WORK REQUIRED — Gather all lines with "team" from the records.

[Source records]
========

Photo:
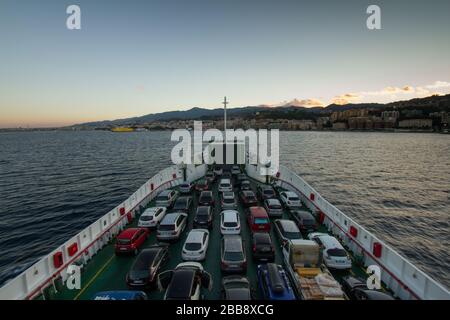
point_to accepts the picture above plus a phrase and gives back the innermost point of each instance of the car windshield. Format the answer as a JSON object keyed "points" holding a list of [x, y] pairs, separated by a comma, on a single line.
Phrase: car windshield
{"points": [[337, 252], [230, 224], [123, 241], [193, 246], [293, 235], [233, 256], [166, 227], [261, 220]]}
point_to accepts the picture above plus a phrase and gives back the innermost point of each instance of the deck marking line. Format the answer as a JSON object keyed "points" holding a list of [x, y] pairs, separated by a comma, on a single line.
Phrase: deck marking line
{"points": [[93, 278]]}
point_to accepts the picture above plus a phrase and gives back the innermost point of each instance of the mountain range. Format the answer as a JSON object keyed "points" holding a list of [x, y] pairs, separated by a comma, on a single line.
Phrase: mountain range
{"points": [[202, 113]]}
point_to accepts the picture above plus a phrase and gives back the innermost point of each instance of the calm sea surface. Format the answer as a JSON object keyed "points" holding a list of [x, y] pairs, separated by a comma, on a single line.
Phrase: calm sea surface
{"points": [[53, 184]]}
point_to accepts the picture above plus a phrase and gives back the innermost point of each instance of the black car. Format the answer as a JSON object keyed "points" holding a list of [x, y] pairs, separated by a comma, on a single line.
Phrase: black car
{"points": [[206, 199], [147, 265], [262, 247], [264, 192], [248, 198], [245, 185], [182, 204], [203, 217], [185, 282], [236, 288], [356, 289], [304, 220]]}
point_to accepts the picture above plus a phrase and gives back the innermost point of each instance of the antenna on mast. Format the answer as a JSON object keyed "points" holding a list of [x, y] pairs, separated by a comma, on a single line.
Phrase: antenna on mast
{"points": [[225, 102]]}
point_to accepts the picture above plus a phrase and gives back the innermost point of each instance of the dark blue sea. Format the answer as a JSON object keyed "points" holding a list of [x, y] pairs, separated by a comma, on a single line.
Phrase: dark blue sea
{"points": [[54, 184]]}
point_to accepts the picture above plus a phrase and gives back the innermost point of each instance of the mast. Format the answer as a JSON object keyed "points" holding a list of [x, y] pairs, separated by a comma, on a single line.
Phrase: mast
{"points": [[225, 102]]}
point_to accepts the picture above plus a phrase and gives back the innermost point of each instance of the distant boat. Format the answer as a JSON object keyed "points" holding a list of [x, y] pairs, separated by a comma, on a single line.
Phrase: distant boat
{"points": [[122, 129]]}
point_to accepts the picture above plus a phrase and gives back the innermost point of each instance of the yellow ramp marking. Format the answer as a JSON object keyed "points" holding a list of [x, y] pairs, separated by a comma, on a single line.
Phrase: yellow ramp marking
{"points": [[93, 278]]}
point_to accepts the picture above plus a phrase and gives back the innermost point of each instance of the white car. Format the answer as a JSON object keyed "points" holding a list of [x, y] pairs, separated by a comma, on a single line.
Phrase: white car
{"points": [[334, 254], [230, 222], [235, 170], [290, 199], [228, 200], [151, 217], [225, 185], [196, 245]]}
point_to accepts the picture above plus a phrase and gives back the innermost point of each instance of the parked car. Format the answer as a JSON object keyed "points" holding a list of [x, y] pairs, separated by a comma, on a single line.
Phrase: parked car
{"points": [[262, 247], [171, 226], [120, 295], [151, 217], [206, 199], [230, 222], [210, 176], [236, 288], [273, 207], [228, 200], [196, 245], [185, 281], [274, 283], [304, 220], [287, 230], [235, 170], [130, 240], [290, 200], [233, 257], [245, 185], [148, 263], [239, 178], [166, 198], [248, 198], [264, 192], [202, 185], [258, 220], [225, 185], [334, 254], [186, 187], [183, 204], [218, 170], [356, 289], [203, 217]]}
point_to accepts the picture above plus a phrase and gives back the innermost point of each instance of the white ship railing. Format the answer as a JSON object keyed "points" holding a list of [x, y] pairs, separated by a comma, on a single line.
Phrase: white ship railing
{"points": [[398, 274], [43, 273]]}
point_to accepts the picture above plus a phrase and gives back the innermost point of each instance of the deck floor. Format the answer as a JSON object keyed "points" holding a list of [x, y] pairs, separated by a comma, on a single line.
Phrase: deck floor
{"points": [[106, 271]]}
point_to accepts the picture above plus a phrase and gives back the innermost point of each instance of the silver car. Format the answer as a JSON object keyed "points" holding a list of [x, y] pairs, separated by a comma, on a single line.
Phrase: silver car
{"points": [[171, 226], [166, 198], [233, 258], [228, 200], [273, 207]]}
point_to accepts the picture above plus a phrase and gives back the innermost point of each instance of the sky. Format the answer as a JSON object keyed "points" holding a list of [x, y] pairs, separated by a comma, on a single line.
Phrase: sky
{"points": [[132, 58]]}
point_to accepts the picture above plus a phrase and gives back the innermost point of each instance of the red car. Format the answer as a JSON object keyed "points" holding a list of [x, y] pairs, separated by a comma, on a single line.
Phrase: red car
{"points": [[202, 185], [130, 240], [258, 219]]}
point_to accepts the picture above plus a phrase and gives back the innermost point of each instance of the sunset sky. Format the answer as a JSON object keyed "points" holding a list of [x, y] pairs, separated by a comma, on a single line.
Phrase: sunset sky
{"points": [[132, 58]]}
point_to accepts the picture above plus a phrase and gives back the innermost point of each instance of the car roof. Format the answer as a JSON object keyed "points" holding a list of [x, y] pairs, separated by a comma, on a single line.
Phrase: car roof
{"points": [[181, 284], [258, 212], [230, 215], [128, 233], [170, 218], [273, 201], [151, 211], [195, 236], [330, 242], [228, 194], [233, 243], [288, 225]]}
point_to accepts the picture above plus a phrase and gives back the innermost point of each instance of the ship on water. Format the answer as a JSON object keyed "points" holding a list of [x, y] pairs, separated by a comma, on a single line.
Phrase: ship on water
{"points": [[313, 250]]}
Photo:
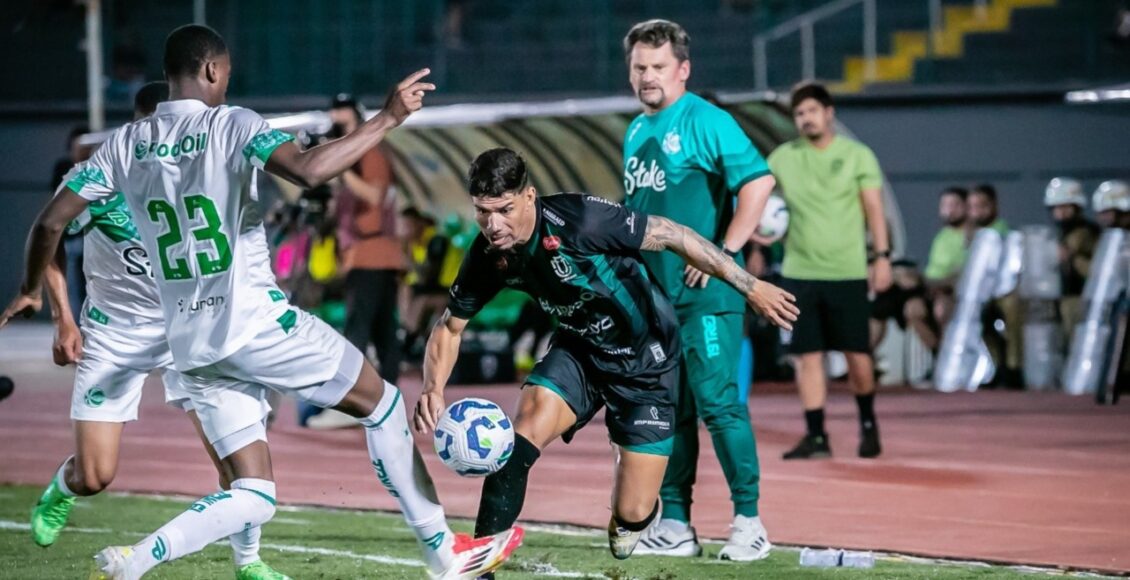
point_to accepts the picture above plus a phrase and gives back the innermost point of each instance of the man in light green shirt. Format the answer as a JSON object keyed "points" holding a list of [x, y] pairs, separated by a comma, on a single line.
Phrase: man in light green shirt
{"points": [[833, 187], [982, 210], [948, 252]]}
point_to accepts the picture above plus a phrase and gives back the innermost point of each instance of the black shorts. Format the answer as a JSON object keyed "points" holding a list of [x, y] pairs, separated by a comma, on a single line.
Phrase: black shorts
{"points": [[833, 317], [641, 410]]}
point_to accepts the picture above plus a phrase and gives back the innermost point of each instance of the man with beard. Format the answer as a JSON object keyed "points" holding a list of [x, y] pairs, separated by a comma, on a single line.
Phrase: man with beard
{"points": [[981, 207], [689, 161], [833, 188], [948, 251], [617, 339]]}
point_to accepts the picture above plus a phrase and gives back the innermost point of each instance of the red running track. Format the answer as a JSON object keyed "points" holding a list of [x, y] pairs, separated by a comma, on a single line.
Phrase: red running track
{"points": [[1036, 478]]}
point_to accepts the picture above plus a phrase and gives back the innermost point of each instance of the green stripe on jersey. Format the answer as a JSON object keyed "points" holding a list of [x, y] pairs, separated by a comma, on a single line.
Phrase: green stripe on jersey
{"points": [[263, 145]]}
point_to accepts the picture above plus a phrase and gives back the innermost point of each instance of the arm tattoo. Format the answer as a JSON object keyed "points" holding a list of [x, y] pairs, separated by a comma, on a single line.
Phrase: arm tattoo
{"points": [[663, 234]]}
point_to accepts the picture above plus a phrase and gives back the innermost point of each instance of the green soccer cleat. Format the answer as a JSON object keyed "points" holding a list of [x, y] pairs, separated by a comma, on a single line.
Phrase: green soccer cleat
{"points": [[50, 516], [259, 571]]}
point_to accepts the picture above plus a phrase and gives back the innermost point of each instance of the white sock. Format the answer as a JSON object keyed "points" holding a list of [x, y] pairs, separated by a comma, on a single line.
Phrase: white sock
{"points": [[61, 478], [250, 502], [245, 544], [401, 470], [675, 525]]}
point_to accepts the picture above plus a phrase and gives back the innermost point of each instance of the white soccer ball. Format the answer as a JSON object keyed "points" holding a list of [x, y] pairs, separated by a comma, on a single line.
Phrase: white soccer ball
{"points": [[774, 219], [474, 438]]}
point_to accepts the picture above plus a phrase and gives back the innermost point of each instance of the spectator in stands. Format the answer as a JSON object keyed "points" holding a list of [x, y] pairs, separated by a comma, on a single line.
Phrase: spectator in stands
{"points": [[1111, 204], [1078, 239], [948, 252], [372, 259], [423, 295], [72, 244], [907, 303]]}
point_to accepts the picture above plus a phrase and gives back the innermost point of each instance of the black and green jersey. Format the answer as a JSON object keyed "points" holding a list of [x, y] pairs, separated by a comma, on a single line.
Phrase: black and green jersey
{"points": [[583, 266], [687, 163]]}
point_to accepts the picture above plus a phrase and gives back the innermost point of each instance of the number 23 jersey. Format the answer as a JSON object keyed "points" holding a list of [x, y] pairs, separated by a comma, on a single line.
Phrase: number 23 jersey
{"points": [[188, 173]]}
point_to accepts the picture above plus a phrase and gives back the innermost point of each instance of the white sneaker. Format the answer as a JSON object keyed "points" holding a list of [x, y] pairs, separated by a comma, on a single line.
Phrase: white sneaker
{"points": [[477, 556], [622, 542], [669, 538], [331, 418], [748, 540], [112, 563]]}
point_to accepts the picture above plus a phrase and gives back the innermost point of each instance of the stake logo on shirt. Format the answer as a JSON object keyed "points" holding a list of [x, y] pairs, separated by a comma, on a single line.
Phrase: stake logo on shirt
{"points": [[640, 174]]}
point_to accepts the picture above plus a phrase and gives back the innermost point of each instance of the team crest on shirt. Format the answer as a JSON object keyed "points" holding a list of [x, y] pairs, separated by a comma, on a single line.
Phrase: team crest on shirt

========

TASK ANSWER —
point_to accepts the picture above plus a phrase and gives back the innermost point of each instance of the team crest on shirt. Format the answer as a JSON object keyed "points" holding a list of [x, y] pairs, separated by a comma, on a single line.
Phrase: team crest on shirt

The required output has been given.